• [SOURCE EXTRACT]:
[START]
Currently the QEMU driver has three ways of setting up cgroups. It either
skips them entirely (if non-root), or uses systemd-machined, or uses
cgroups directly.
It is further possible to register directly with systemd and bypass
machined. We don't support this by systemd-nsspawn does and we ought
to.
This change adds ability to configure the mechanism for registering
resources between all these options explicitly. via
<resource register="none|direct|machined|systemd"/>
Signed-off-by: Daniel P. Berrange <berrange(a)redhat.com>
---
src/conf/domain_conf.c | 42 ++++++++++++++++++++++-------
src/conf/domain_conf.h | 12 +++++++++
src/libvirt_private.syms | 2 ++
src/lxc/lxc_cgroup.c | 34 ++++++++++++++++++++++++
src/lxc/lxc_cgroup.h | 3 +++
src/lxc/lxc_process.c | 11 ++++----
src/qemu/qemu_cgroup.c | 69 +++++++++++++++++++++++++++++++++++++++++-------
src/util/vircgroup.c | 55 ++++++++++++++++++++++++--------------
src/util/vircgroup.h | 10 ++++++-
9 files changed, 194 insertions(+), 44 deletions(-)
diff --git a/src/conf/domain_conf.c b/src/conf/domain_conf.c
index 9a62bc472c..fb8e7a0ec7 100644
--- a/src/conf/domain_conf.c
+++ b/src/conf/domain_conf.c
@@ -910,6 +910,14 @@ VIR_ENUM_IMPL(virDomainHPTResizing,
"required",
);
+VIR_ENUM_IMPL(virDomainResourceRegister,
+ VIR_DOMAIN_RESOURCE_REGISTER_LAST,
+ "default",
+ "none",
+ "cgroup",
+ "machined",
+ "systemd");
+
/* Internal mapping: subset of block job types that can be present in
* <mirror> XML (remaining types are not two-phase). */
VIR_ENUM_DECL(virDomainBlockJob)
[END]
• [TASK INSTRUCTIONS]:
(1) Answer these questions from the patch:
(a) How many ways of setting up cgroups does the QEMU driver currently have?
(b) Which program does the patch say supports registering directly with systemd?
(c) How many files does the patch change?
(2) State whether each statement agrees with the patch, and support each answer with the exact words from the patch that decide it:
(a) The QEMU driver skips cgroups entirely when it is not running as root.
(b) The patch deletes more lines than it inserts.
(c) Registering directly with systemd and bypassing machined is already supported.
The lines that follow have no connection to the patch.

• [DATA EXCERPT]:
[START]
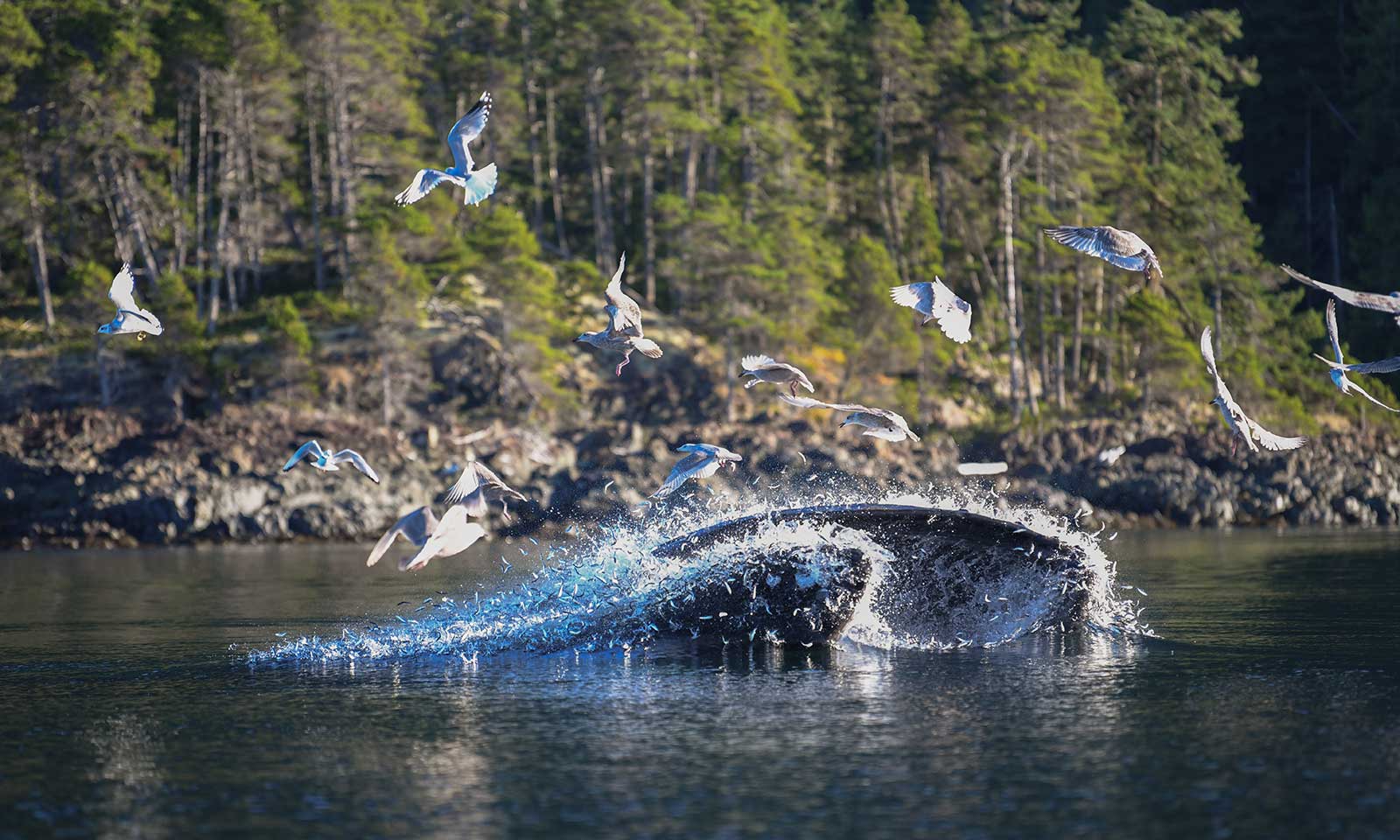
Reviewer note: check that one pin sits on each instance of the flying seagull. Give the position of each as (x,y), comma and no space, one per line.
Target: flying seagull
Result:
[END]
• [ANSWERS FOR THE EXERCISE]:
(1)
(a) Three.
(b) systemd-nsspawn.
(c) Nine.

(2)
(a) Yes: "It either skips them entirely (if non-root)"
(b) No: "194 insertions(+), 44 deletions(-)"
(c) No: "We don't support this"